Objective:
Show every line in the records below that contains the word "circle", treating uppercase and lowercase as different.

Material shown:

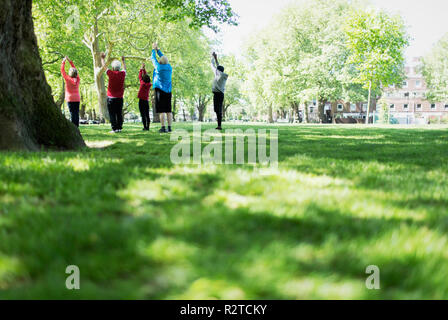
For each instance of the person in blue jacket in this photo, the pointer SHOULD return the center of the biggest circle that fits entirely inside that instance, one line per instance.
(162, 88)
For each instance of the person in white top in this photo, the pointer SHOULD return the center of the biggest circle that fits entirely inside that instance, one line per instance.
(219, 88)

==

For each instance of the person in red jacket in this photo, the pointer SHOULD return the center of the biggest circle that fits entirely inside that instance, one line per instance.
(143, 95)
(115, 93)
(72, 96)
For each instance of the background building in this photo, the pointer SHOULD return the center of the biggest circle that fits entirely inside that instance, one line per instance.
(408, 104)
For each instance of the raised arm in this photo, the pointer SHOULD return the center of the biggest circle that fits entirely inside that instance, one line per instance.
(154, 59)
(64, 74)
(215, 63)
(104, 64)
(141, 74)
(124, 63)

Final answer:
For each instance of the person in blue jacket in this photo, the pointer SHOULD return the center of the biggest circle that fits entirely inside that instance, one line per instance.
For each instance of the person in white top in this photo, the pointer SHOULD return the center of the biggest circle that fits entirely inside that instance, one line per instance.
For each instance of the person in red jacket in this photo, the pointer SHOULD return the center of the biggest circle that fits entirely inside that instance, one line per instance.
For each instance of the background building in this photo, the pointer SHOULD return the center of the biggest circle that fits entirely inside that instance, one line per instance.
For each instance of the raised arm in this photo, the pointer SHOULD return the center of the biggest circle that fits entirely inside that instance, one line per instance.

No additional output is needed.